Reproduce the data below verbatim, omitting the pictures.

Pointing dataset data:
---+---
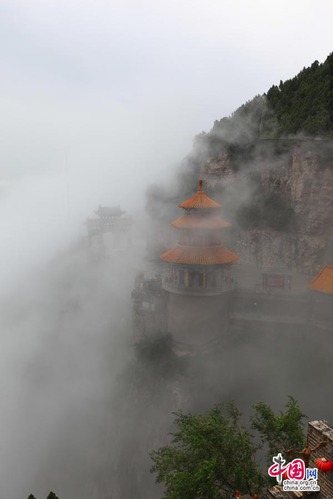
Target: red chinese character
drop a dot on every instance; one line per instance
(296, 469)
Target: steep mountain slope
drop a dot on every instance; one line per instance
(271, 165)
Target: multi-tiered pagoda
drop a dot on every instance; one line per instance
---+---
● TASK RESPONSE:
Target: red chinese character
drop a dot on every instance; one line per instance
(296, 469)
Target: steep mountain slope
drop a dot on every instance; one line per instance
(271, 165)
Target: multi-tiered pagoda
drop a dot on every instance; one line per instance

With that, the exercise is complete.